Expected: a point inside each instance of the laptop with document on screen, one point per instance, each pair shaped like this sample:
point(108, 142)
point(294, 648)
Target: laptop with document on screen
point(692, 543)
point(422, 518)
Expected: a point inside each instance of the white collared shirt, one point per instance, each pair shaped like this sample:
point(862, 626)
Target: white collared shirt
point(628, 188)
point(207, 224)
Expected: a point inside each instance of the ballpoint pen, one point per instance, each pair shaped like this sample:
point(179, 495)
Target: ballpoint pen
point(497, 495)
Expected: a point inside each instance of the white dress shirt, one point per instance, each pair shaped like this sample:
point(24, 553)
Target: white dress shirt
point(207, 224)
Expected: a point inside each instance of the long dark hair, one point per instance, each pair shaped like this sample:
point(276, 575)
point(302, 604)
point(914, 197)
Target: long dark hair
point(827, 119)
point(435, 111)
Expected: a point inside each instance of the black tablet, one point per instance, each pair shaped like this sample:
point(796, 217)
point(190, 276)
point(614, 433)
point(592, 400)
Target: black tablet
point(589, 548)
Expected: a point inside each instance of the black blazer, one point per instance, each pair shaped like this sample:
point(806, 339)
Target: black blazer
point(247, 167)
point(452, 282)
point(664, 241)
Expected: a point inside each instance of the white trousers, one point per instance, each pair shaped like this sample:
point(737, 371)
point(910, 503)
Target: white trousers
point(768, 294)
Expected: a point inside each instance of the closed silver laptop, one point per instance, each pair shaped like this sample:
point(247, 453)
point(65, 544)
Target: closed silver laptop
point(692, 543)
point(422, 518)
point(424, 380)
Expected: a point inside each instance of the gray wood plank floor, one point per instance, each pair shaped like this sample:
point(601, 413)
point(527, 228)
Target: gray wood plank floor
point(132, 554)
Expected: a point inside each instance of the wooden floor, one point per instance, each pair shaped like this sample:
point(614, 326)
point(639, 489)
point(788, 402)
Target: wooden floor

*****

- GIVEN REQUEST: Reproduce the rows word for word, starting at the line that contains "Expected: a point inside each instance of the ballpoint" and continuing through the last line of the rows.

- EXERCISE ANSWER:
Expected: a point inside each instance of the ballpoint pen, one point per instance, each pair shaped like this sample:
point(179, 495)
Target: ballpoint pen
point(497, 495)
Expected: a point inside each instance of the white dress shirt, one point per instance, each pair shaped like this sample:
point(24, 553)
Target: white dress shirt
point(207, 224)
Expected: a point inside each instance of the long dark hair, one point per instance, each pair shaped like this sample:
point(276, 575)
point(302, 604)
point(914, 197)
Target: long dark hair
point(827, 119)
point(435, 111)
Expected: a point inside each instance of the black tablet, one point per instance, each pair shaped like this sample:
point(796, 217)
point(190, 276)
point(614, 433)
point(592, 400)
Target: black tablet
point(589, 548)
Expected: a point inside each instance of the black blazer, one point per instance, each pair shaped like this sample:
point(806, 339)
Target: black blazer
point(247, 167)
point(452, 282)
point(664, 241)
Expected: a point inside each instance of the white trousers, one point per instance, each pair shaped like this sample:
point(737, 371)
point(910, 503)
Target: white trousers
point(768, 294)
Expected: a point inside each instance of the closed silver laptop, one point per instance, each pair shaped like this sample:
point(247, 453)
point(65, 544)
Target: closed silver laptop
point(692, 543)
point(422, 518)
point(424, 380)
Expected: a point inside each instance of the gray wood plank floor, one point per instance, each pair shaped like this sample:
point(601, 413)
point(527, 228)
Target: gray wood plank floor
point(132, 554)
Expected: a point inside each instance of the wooden floor, one point per instance, each pair shaped like this sample:
point(614, 326)
point(639, 489)
point(788, 402)
Target: wooden floor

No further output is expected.